BEGIN Extracted data
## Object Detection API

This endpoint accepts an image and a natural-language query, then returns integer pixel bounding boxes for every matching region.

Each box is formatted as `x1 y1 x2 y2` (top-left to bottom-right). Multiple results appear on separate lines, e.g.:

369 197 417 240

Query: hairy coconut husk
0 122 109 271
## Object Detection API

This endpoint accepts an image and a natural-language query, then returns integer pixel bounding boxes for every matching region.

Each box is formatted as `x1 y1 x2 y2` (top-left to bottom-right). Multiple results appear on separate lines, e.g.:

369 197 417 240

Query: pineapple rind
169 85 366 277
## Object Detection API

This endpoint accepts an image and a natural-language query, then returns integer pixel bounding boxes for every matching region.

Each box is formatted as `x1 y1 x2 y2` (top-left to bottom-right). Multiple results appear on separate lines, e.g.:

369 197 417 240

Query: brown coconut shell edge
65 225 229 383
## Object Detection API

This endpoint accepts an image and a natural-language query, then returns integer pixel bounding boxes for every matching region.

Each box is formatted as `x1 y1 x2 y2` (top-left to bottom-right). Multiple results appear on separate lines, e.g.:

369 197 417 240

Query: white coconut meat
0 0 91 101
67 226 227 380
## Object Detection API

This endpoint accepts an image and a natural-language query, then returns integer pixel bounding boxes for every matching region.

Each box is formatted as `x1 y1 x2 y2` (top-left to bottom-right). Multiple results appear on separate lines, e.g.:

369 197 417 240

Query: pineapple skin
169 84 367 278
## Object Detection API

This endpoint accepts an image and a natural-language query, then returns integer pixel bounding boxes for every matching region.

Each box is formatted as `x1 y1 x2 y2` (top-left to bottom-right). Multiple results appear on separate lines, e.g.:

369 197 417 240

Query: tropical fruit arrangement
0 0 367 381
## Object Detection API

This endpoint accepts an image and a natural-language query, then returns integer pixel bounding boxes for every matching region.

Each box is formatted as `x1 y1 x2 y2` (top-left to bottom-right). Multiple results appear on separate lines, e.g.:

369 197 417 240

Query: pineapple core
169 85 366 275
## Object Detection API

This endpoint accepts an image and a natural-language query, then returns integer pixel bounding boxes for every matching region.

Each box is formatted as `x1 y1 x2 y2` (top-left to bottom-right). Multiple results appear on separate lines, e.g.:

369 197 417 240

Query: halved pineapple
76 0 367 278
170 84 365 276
END Extracted data
- _What is required_:
Output each of the records exactly as it stands above.

- _Worked solution_:
## Object Detection API

This endpoint accepts an image and a natural-language query, then returns integer pixel bounding boxes for every matching region.

Each box is formatted as `x1 y1 x2 y2` (top-left to bottom-right). Multiple results appear on separate lines, e.g.:

369 197 417 240

Query: hairy coconut husk
0 122 109 271
## Object Detection API

This endpoint accepts an image and a natural-language query, then returns integer pixel bounding boxes for every matching region.

Each box is formatted as `x1 y1 x2 y2` (top-left to bottom-right). Multiple results appear on separate lines, e.g.:

369 197 417 240

Query: pineapple rind
169 85 366 277
## Object Detection API

This endpoint accepts an image and a natural-language query, then returns integer pixel bounding boxes for every matching region.

Each box is formatted as `x1 y1 x2 y2` (top-left to bottom-right). Multiple results appear on separate lines, e.g.:

369 197 417 240

Query: brown coconut shell edge
65 225 229 383
## Object Detection API

This endpoint accepts an image and a natural-language query, then returns integer pixel bounding boxes for every matching region.

Each box is formatted as `x1 y1 x2 y2` (top-left to bottom-right). Multiple results appear on separate lines, e.g.:

369 197 417 240

Query: white coconut meat
0 0 91 101
67 226 227 380
## Object Detection API

This endpoint accepts an image and a natural-language query, then returns integer pixel bounding boxes for every matching region.

Each box is formatted as `x1 y1 x2 y2` (top-left to bottom-right). Multiple results appear on separate lines, e.g.:

369 197 417 240

Query: pineapple skin
169 84 367 278
## Object Detection API

This endpoint accepts an image and a natural-language query, then returns integer pixel bounding boxes for every matching region.

Each box is formatted as `x1 y1 x2 y2` (top-left to bottom-right). Multiple results appear on separate lines, e.g.:

369 197 417 240

Query: tropical fruit arrangement
0 0 367 381
## Object Detection API

This endpoint accepts an image and a natural-language query, then returns integer pixel bounding boxes for every matching region.

Each box is formatted as `x1 y1 x2 y2` (top-left to bottom-right). Multiple results appear on separate lines, e.g.:

369 197 417 240

Query: pineapple core
169 85 366 275
## Object Detection API

This endpoint accepts an image and a natural-language query, then returns integer pixel bounding boxes for every matching region.

Each box is formatted as `x1 y1 x2 y2` (top-left to bottom-right). Multiple results appear on separate lines, e.g.:

369 197 417 240

Query: halved pineapple
76 0 367 278
170 84 365 276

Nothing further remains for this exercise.